• Records for processing:
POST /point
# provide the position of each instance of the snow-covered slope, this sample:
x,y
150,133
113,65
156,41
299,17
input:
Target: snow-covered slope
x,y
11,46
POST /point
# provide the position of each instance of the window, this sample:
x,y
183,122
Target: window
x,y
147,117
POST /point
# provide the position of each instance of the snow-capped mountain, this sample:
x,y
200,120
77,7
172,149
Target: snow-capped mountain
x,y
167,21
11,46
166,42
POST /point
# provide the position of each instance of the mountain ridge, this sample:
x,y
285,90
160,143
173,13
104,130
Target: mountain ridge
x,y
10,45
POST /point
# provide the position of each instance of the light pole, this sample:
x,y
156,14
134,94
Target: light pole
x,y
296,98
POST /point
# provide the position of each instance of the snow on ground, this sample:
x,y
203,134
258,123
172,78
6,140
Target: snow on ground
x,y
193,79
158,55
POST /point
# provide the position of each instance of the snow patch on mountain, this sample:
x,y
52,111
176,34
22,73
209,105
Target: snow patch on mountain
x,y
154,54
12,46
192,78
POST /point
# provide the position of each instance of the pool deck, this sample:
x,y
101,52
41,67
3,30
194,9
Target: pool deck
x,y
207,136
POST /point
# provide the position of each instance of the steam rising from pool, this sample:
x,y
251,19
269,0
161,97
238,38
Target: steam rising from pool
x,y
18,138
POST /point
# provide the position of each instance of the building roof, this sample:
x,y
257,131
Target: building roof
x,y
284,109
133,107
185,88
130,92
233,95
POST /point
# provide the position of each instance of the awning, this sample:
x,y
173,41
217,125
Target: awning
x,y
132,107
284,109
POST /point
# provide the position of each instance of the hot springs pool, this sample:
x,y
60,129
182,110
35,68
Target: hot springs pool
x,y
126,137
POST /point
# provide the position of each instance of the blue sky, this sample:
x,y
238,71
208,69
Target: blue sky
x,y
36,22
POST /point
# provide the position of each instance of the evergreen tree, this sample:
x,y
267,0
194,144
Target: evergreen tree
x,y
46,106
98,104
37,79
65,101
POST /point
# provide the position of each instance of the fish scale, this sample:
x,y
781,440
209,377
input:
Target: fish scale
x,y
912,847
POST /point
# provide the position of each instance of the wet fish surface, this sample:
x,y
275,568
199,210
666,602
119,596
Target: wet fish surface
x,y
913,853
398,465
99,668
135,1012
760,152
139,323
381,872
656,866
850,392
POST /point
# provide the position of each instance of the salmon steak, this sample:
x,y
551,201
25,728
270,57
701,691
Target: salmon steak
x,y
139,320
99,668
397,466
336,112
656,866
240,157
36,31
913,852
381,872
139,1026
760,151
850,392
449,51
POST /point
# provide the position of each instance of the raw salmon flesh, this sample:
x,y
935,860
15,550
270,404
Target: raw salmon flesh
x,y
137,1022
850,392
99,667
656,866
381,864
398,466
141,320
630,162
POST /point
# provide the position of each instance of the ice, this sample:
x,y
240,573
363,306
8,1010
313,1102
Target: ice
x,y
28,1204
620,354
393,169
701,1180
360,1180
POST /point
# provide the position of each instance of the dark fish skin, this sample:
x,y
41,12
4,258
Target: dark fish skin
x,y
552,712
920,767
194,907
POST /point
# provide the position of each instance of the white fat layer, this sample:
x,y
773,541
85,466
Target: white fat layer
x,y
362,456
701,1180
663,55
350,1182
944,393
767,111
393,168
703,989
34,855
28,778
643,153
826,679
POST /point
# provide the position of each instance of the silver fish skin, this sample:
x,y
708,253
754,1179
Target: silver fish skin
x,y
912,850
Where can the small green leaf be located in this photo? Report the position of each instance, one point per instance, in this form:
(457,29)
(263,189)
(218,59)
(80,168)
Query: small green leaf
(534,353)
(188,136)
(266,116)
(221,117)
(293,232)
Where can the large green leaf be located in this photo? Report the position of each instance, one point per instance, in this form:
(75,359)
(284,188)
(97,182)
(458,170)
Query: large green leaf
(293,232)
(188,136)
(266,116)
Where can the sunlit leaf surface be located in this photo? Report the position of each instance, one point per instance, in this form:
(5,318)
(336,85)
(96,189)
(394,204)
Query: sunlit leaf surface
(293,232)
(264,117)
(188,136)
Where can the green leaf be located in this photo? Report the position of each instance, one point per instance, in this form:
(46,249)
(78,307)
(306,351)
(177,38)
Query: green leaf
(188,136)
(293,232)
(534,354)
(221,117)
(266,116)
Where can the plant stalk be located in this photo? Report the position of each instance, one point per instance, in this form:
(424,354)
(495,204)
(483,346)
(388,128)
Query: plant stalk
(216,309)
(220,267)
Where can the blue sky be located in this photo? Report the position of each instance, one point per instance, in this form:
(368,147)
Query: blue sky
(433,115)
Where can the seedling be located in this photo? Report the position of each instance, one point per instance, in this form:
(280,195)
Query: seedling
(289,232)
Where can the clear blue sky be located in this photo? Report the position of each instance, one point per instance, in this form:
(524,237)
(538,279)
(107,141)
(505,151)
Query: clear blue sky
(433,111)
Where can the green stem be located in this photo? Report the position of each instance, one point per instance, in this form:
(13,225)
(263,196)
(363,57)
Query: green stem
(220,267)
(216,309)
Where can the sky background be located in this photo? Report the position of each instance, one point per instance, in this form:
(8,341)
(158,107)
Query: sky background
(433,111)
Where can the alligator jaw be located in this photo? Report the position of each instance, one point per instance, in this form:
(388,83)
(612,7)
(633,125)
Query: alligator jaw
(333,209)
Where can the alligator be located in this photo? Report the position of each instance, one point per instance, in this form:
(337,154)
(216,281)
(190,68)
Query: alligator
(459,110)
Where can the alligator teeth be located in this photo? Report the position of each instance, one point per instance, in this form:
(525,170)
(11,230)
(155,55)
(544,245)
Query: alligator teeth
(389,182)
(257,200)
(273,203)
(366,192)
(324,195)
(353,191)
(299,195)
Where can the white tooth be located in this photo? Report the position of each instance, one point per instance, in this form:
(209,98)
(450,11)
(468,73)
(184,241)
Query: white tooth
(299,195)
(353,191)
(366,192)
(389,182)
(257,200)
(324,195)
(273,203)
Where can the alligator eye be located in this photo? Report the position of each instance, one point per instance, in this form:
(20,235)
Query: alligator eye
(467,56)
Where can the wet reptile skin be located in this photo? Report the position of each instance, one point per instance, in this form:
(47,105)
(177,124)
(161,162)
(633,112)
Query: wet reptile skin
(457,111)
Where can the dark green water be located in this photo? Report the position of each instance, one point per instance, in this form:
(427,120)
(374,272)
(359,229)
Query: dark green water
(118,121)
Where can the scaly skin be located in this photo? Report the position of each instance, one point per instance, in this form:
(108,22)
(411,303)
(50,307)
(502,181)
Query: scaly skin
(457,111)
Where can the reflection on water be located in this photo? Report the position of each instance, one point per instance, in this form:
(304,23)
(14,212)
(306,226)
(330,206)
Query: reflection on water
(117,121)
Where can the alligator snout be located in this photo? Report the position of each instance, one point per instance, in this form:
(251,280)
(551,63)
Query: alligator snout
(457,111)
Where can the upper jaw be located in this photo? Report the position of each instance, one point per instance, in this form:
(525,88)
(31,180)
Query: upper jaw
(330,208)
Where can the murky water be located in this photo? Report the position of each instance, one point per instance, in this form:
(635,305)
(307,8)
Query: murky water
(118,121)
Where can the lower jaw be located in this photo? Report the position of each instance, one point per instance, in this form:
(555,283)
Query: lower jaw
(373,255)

• Task goal:
Transcribe the records above exactly as they appear.

• Result for this task:
POST /point
# provide the position of each instance of the snow-covered slope, this sample:
x,y
150,133
113,65
156,41
299,17
input:
Target: snow-covered slope
x,y
11,46
POST /point
# provide the position of each instance of the window, this sample:
x,y
183,122
Target: window
x,y
147,117
POST /point
# provide the position of each instance of the snow-capped mountain, this sample:
x,y
200,120
77,7
172,149
Target: snow-capped mountain
x,y
167,21
11,46
166,42
POST /point
# provide the position of each instance of the mountain ridge, this sample:
x,y
285,90
160,143
173,13
104,130
Target: mountain ridge
x,y
10,45
POST /point
# provide the position of each instance of the light pole, this sample:
x,y
156,14
134,94
Target: light pole
x,y
296,98
POST /point
# provide the position of each instance of the snow on ground, this sample:
x,y
203,134
258,123
172,78
6,140
Target: snow on ground
x,y
193,79
158,55
POST /point
# provide the position of each instance of the snow patch on mountain, this sample:
x,y
52,111
176,34
22,73
209,105
Target: snow patch on mountain
x,y
154,54
12,46
192,78
POST /point
# provide the position of each instance of the pool deck, this sample:
x,y
101,52
41,67
3,30
194,9
Target: pool deck
x,y
207,136
POST /point
# provide the position of each instance of the steam rising from pool, this sample:
x,y
251,19
269,0
161,97
238,38
Target: steam rising from pool
x,y
18,138
POST /point
# provide the position of each instance of the building roof, this sample:
x,y
257,131
Target: building roof
x,y
284,109
133,107
185,88
130,92
233,95
POST /point
# provide the position of each instance of the awning, this sample:
x,y
173,41
217,125
Target: awning
x,y
132,107
284,109
POST /point
# provide the position of each instance of the hot springs pool, this sample:
x,y
60,129
182,110
35,68
Target: hot springs pool
x,y
126,137
POST /point
# provide the position of each instance of the blue sky, this sample:
x,y
238,71
208,69
Target: blue sky
x,y
36,22
POST /point
# provide the position of each instance of the evergreen tree, this sample:
x,y
267,0
194,144
Target: evergreen tree
x,y
46,106
98,104
37,79
65,101
POST /point
# provide the position of each instance of the fish scale, this sample:
x,y
781,440
209,377
input:
Target: fish scale
x,y
912,847
POST /point
# provide the position of each instance of the wet fish surface, this sample:
x,y
275,568
199,210
666,602
119,596
Target: wet fish surface
x,y
913,853
398,465
99,668
135,1012
760,152
139,323
381,872
656,866
850,392
POST /point
# provide the position of each instance of the salmon steak, this sample:
x,y
551,201
25,728
270,57
701,691
Target: salmon steak
x,y
139,320
99,668
397,466
336,112
656,866
240,157
36,31
913,852
381,872
139,1026
760,151
850,392
449,51
POST /point
# provide the position of each instance of the raw salmon flesh, this sample:
x,y
935,860
15,550
270,404
Target: raw salmon flesh
x,y
137,1022
850,392
99,667
656,866
381,864
398,466
141,320
630,162
POST /point
# provide the position of each instance of the ice, this sample:
x,y
240,573
363,306
8,1010
313,1102
Target: ice
x,y
28,1204
620,354
393,169
701,1180
360,1180
POST /point
# provide the position of each instance of the dark fish skin, this sample:
x,y
41,12
4,258
Target: dark fish skin
x,y
552,712
920,767
194,907
POST /point
# provide the position of each instance of the white fat layer, this sample:
x,y
773,541
85,466
Target: white fat layer
x,y
362,456
701,1180
663,55
350,1182
944,393
767,111
393,168
703,989
34,855
28,778
643,153
826,679
POST /point
# provide the position of each instance of the silver fish skin, this sample:
x,y
708,253
754,1179
Target: silver fish skin
x,y
912,850
Where can the small green leaf be located in this photo? Report the position of each instance, one point per instance, in this form:
(457,29)
(263,189)
(218,59)
(80,168)
Query: small green leaf
(534,353)
(188,136)
(266,116)
(221,117)
(293,232)
Where can the large green leaf be located in this photo? Report the position of each instance, one point per instance, in this form:
(75,359)
(284,188)
(97,182)
(458,170)
Query: large green leaf
(293,232)
(188,136)
(266,116)
Where can the sunlit leaf surface be located in this photo? Report the position of each instance, one point per instance, in this form:
(5,318)
(336,85)
(96,189)
(394,204)
Query: sunlit leaf surface
(293,232)
(264,117)
(188,136)
Where can the green leaf be located in this photo? Report the position of each instance, one point per instance, in this form:
(46,249)
(78,307)
(306,351)
(177,38)
Query: green leaf
(188,136)
(293,232)
(534,354)
(221,117)
(266,116)
Where can the plant stalk be located in this photo? Report the position of each instance, one point per instance, in this form:
(424,354)
(495,204)
(483,346)
(388,128)
Query: plant stalk
(216,309)
(220,267)
Where can the blue sky be located in this photo? Report the position of each instance, one point per instance, in this form:
(368,147)
Query: blue sky
(433,115)
Where can the seedling be located in this photo? Report the position of each instance, one point per instance, in this form:
(280,195)
Query: seedling
(289,232)
Where can the clear blue sky be located in this photo? Report the position of each instance, one point per instance, in this form:
(524,237)
(538,279)
(107,141)
(505,151)
Query: clear blue sky
(433,111)
Where can the green stem be located in this photo? Report the position of each instance, one point per instance, in this form:
(13,225)
(263,196)
(363,57)
Query: green stem
(220,267)
(216,309)
Where can the sky background be located in this photo? Report the position of each instance, one point per instance, in this form:
(8,341)
(158,107)
Query: sky background
(433,111)
Where can the alligator jaw be located in this photo? Report the position of each instance, one point per instance, in this form:
(388,83)
(612,7)
(633,125)
Query: alligator jaw
(333,209)
Where can the alligator be located in this photo? Report the position of each instance, one point per instance, in this form:
(337,154)
(216,281)
(190,68)
Query: alligator
(459,110)
Where can the alligator teeth be located in this photo? Report the position of each instance, one point per instance, in this form:
(525,170)
(11,230)
(155,55)
(544,245)
Query: alligator teeth
(389,182)
(257,200)
(273,203)
(366,192)
(324,195)
(353,191)
(299,195)
Where can the white tooth be located in this photo? Report the position of each instance, one point per instance, in this form:
(209,98)
(450,11)
(468,73)
(184,241)
Query: white tooth
(299,195)
(353,191)
(366,192)
(389,182)
(257,200)
(324,195)
(273,203)
Where can the alligator eye be located in this photo? Report the position of each instance, one point per instance, in this form:
(20,235)
Query: alligator eye
(467,56)
Where can the wet reptile skin be located in this photo? Report the position of each instance, one point per instance, in this form:
(47,105)
(177,124)
(161,162)
(633,112)
Query: wet reptile skin
(457,111)
Where can the dark green water be located in this photo? Report the position of each instance, one point per instance, in this form:
(427,120)
(374,272)
(359,229)
Query: dark green water
(118,121)
Where can the scaly skin be located in this photo? Report the position of each instance, one point per instance, in this form:
(108,22)
(411,303)
(50,307)
(502,181)
Query: scaly skin
(457,111)
Where can the reflection on water be located in this photo? Report the position of each instance, one point per instance, in this form:
(304,23)
(14,212)
(306,226)
(330,206)
Query: reflection on water
(117,121)
Where can the alligator snout be located in this photo? Report the position of each instance, one point per instance, in this form:
(251,280)
(551,63)
Query: alligator snout
(457,111)
Where can the upper jaw be located in this photo? Report the position of each instance, one point per instance, in this form:
(525,88)
(31,180)
Query: upper jaw
(330,208)
Where can the murky water be located in this photo? Report the position of each instance, one point per instance, in this form:
(635,305)
(307,8)
Query: murky water
(118,121)
Where can the lower jaw be located in this photo? Report the position of each instance, one point per instance, in this form:
(555,283)
Query: lower jaw
(373,255)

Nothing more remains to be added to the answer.